- **WORK TO COMPLETE**
Count the lines in the entries below that contain the string "wooden", and give only that number.

Data extracted from a collection
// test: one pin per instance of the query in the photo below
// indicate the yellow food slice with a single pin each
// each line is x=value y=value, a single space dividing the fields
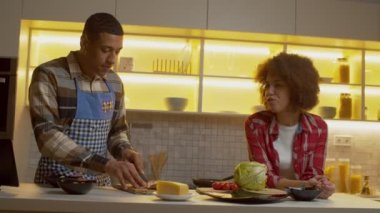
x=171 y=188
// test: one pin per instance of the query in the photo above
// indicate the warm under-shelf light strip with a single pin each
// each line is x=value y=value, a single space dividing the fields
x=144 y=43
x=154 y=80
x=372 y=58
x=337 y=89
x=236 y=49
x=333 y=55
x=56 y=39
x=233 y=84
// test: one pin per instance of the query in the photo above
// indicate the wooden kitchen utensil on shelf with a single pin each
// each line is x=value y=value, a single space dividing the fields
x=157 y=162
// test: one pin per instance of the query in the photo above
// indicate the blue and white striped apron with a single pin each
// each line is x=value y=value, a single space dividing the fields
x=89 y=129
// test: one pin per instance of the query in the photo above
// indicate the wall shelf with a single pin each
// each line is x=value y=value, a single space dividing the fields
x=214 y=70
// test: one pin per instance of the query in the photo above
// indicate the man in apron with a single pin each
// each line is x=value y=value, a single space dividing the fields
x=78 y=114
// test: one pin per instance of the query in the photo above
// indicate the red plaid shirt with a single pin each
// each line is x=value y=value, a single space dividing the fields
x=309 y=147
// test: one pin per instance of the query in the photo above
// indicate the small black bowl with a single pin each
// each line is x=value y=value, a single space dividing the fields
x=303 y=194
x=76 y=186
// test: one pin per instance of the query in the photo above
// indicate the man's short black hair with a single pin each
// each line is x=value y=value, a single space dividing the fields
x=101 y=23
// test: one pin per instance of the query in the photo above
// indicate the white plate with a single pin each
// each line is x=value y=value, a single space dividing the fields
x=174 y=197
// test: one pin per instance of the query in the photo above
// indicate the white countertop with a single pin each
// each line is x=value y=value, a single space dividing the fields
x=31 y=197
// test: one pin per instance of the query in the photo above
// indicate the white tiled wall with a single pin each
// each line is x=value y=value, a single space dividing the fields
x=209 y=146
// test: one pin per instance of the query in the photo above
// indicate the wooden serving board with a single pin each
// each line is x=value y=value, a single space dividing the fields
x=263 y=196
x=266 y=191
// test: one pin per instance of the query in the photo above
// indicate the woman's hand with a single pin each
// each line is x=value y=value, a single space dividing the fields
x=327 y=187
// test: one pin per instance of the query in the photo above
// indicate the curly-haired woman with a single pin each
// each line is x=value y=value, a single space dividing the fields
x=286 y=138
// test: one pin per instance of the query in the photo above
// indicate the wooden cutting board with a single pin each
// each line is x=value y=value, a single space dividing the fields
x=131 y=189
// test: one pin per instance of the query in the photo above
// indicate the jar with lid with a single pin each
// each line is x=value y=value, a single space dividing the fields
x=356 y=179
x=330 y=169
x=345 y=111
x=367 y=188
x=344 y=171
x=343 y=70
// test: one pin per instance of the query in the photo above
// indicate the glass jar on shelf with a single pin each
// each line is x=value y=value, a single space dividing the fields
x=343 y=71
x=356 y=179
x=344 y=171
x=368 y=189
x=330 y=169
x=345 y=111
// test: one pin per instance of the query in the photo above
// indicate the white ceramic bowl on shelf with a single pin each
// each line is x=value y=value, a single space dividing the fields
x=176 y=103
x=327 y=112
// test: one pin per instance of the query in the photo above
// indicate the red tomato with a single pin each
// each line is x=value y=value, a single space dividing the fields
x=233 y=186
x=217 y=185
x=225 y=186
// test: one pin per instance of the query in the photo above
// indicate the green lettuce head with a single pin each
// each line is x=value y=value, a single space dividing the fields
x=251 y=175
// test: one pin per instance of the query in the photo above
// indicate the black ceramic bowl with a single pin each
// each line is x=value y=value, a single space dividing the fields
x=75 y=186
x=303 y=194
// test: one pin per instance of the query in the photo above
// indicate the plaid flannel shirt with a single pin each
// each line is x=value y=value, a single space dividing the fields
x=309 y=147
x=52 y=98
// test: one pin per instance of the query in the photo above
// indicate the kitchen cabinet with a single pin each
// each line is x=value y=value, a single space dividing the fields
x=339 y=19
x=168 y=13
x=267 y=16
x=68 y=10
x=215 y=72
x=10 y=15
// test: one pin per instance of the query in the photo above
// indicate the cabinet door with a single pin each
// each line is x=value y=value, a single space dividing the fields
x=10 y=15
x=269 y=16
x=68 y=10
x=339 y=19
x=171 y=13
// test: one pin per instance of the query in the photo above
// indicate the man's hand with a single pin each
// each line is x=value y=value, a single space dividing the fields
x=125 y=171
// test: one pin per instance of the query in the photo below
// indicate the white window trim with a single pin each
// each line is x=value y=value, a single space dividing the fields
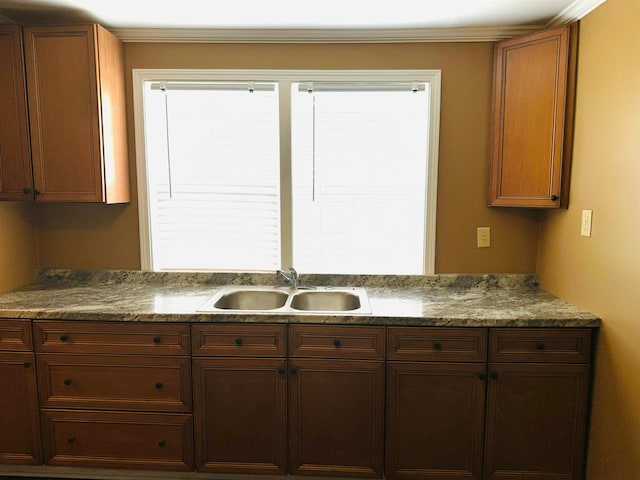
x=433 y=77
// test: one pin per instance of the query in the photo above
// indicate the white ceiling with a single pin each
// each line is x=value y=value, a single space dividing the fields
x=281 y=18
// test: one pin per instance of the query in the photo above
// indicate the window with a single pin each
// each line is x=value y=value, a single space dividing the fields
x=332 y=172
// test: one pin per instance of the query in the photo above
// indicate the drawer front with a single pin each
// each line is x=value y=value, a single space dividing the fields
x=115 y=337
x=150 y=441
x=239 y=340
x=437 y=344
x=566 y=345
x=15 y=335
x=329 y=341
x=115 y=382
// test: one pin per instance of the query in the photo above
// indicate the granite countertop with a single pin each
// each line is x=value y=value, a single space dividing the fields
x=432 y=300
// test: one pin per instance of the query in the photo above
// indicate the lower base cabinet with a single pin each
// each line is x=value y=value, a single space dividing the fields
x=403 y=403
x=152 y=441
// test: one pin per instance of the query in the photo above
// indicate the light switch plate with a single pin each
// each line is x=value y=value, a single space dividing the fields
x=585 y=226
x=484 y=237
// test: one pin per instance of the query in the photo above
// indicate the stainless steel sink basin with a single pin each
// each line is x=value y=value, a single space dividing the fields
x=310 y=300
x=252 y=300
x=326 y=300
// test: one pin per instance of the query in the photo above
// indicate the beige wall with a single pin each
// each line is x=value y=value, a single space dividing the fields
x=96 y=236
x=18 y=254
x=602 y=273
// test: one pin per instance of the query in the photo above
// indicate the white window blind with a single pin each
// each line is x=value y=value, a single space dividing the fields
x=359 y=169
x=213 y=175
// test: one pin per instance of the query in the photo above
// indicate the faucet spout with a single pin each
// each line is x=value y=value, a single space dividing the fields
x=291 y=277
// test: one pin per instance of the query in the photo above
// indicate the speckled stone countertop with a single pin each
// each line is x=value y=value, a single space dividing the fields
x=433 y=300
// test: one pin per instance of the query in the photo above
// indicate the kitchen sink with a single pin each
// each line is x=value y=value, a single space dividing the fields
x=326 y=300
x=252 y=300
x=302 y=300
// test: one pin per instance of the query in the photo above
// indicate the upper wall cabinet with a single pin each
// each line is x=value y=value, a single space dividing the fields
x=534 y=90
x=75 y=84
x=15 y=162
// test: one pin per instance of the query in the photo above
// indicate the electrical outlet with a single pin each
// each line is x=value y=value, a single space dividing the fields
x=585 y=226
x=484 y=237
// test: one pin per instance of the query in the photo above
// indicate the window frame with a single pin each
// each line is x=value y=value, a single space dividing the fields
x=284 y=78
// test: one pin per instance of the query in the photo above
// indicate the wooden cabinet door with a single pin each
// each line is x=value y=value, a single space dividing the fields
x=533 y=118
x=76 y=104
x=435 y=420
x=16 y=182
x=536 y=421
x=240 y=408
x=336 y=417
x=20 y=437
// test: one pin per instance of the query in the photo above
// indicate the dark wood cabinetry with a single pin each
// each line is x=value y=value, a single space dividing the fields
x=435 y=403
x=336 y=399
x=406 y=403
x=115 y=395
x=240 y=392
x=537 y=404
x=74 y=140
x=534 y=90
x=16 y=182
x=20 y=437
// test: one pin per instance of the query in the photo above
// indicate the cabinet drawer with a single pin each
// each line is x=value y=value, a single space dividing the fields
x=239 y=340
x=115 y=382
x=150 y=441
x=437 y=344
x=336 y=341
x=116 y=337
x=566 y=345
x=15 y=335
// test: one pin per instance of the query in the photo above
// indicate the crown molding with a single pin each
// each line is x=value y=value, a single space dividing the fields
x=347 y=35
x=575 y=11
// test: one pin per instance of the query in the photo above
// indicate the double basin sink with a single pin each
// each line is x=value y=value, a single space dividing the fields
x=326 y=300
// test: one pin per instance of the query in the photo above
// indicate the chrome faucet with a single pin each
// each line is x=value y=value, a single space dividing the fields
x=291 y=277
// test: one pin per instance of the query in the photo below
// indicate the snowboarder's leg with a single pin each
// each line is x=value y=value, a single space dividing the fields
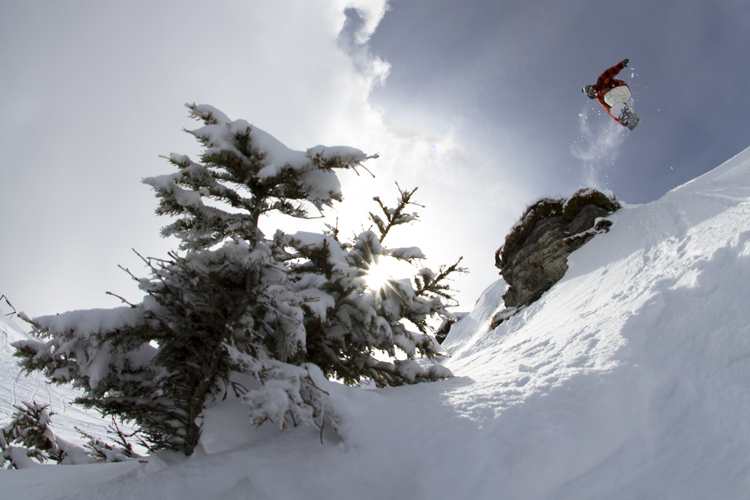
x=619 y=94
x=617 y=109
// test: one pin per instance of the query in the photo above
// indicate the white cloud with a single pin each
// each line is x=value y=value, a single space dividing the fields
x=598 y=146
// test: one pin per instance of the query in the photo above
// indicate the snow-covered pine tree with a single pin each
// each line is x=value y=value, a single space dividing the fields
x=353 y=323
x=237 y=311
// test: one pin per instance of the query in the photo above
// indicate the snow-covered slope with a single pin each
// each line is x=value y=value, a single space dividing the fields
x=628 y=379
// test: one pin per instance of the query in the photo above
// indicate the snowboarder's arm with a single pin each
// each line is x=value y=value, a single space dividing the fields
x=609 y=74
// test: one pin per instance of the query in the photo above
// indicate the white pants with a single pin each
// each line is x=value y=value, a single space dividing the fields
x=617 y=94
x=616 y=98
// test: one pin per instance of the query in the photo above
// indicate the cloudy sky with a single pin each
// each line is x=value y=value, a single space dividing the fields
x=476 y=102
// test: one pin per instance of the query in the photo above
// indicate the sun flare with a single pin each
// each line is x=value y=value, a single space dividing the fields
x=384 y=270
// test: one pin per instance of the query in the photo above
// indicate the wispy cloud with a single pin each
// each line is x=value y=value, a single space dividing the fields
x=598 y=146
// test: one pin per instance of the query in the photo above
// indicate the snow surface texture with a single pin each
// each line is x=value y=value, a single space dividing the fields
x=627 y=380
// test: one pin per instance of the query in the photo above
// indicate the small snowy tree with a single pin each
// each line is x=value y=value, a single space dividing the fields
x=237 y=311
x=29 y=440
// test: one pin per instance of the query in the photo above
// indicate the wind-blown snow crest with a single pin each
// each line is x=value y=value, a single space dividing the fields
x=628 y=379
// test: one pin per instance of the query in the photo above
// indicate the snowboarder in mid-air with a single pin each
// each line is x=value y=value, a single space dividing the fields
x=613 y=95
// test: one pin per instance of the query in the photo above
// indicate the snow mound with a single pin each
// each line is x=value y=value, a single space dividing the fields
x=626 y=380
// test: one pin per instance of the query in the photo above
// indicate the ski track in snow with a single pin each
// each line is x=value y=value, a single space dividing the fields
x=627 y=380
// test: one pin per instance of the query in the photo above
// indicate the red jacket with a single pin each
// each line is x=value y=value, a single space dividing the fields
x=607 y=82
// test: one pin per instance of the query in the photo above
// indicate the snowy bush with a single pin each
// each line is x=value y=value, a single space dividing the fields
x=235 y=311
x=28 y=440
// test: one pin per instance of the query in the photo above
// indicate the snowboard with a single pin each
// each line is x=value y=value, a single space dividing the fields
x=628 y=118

- **WORKED ANSWER**
4